- PROBLEM
Convert the listing below into a JSON array of strings, with one string per line and no blank lines.

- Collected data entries
§

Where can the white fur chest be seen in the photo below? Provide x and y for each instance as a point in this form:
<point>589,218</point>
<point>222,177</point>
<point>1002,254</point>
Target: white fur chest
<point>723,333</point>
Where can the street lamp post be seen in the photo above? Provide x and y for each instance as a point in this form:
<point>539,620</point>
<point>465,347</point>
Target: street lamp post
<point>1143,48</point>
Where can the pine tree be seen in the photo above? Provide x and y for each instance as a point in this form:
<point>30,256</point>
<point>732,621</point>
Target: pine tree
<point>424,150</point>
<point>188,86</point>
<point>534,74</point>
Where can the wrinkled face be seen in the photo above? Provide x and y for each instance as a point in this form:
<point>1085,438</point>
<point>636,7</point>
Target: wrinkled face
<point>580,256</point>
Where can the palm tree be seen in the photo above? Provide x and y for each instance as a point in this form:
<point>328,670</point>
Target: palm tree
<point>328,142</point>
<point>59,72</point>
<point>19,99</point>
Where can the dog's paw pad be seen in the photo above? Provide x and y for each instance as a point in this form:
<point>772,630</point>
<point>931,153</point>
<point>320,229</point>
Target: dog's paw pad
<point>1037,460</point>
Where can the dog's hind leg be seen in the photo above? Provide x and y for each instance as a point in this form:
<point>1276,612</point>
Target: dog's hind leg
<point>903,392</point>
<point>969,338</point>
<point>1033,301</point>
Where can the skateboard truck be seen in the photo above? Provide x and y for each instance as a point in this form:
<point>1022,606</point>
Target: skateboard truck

§

- ANSWER IN FULL
[
  "Where can the white fur chest be seen in the photo below? Provide x and y for each instance as a point in this form:",
  "<point>589,218</point>",
  "<point>222,177</point>",
  "<point>1002,254</point>",
  "Target: white fur chest",
  "<point>723,333</point>",
  "Where can the street lamp post be seen in the photo above? Provide x and y for each instance as a point in this form:",
  "<point>539,620</point>",
  "<point>465,347</point>",
  "Target: street lamp post",
  "<point>1143,48</point>",
  "Where can the pine tree be seen in the photo above? Provide x and y for each instance as a point in this form:",
  "<point>30,256</point>",
  "<point>732,621</point>",
  "Target: pine tree",
  "<point>424,150</point>",
  "<point>188,86</point>",
  "<point>534,74</point>",
  "Where can the wrinkled face be seen in the photo above? Provide x and y for each instance as a point in this form:",
  "<point>1085,438</point>",
  "<point>636,7</point>",
  "Target: wrinkled face",
  "<point>580,256</point>",
  "Where can the palm tree be seen in the photo above? Provide x and y for each instance as a point in this form:",
  "<point>328,670</point>",
  "Target: palm tree",
  "<point>328,142</point>",
  "<point>59,72</point>",
  "<point>19,99</point>",
  "Where can the dog's paw pad be seen in the photo above? Provide x and y for each instance as a point in this form:",
  "<point>772,630</point>",
  "<point>931,153</point>",
  "<point>320,229</point>",
  "Target: dog's paw pad",
  "<point>1037,460</point>",
  "Where can the dog's hind leg be seen in the photo above? Provide x and y for each instance as a point in this form:",
  "<point>1276,612</point>",
  "Target: dog's hind leg",
  "<point>903,392</point>",
  "<point>969,338</point>",
  "<point>1033,301</point>",
  "Where can the skateboard truck be seen in the photo above? Provide x and y for each instance as a point in this form:",
  "<point>1022,606</point>",
  "Target: skateboard truck"
]